DIRECTIONS »
A) Please list every wormer product named in the lungworm thread, each only once.
B) Copy the lungworm thread from "It would be" up to and including "and its lifecycle...".

SELECTED EXTRACT section start

It is my understanding that if a dog is affected by lungworm, as long as treatments are maintained the worm is not able to grow. So a dog can have lungworm, but if the correct preventative meds are used it does not die, but lays domant. If treatment is stopped then it will begin to grow then affect the dog. 

I could be totally wrong, but that how I understand it.


----------



## kaisa624 (Mar 5, 2010)

We just use Advocate


----------



## rocco33 (Dec 27, 2009)

It would be worth checking the actual lungworm that is covered by your annual injection, because there is more than one. The problem one found in the UK is Angiostrongylus vasorum.

At the moment, the only wormer licenced as a preventative is Advocate, although I believe Milbemax and panacur can be used in the treatment of lungworm, but in much higher doses than a normal worming routine, so normal regular worming with these products would not treat them.


----------



## katiefranke (Oct 6, 2008)

Some interesting info on lungworm and its lifecycle...
Merck Veterinary Manual

Interesting to note that it says the forms that affect dogs are rarely severe or fatal...?

SELECTED EXTRACT section end
RECORD EXTRACTS section start

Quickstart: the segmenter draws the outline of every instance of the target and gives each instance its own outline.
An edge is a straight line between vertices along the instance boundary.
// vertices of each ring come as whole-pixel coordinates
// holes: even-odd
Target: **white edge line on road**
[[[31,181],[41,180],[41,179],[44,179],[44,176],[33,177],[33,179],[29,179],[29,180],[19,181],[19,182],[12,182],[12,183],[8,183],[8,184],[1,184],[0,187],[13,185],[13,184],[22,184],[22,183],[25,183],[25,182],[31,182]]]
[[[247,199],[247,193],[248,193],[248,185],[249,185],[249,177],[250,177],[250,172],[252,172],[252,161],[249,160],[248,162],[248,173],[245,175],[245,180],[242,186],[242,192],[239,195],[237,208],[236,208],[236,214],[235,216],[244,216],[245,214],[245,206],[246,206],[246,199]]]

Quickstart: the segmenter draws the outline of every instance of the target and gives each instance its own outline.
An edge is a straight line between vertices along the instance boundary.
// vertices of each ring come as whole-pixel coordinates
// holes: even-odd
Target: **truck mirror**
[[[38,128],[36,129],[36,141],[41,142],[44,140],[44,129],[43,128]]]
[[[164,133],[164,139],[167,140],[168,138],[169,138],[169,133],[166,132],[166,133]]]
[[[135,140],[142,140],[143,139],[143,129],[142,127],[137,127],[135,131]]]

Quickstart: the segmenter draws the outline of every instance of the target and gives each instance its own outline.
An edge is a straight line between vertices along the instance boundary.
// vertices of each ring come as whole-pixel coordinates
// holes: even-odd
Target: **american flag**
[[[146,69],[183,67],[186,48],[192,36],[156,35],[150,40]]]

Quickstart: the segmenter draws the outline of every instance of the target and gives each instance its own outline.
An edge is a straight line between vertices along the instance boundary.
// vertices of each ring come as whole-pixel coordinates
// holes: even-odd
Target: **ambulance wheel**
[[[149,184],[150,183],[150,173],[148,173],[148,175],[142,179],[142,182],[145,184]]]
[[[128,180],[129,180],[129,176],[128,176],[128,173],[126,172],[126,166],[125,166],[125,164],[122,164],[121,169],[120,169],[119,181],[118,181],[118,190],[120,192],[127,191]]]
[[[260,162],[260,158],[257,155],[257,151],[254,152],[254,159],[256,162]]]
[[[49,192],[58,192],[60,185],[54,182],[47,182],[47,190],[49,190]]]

RECORD EXTRACTS section end

EXPECTED RESULTS »
A) Advocate, Milbemax, panacur

B)
It would be worth checking the actual lungworm that is covered by your annual injection, because there is more than one. The problem one found in the UK is Angiostrongylus vasorum.

At the moment, the only wormer licenced as a preventative is Advocate, although I believe Milbemax and panacur can be used in the treatment of lungworm, but in much higher doses than a normal worming routine, so normal regular worming with these products would not treat them.


----------



## katiefranke (Oct 6, 2008)

Some interesting info on lungworm and its lifecycle...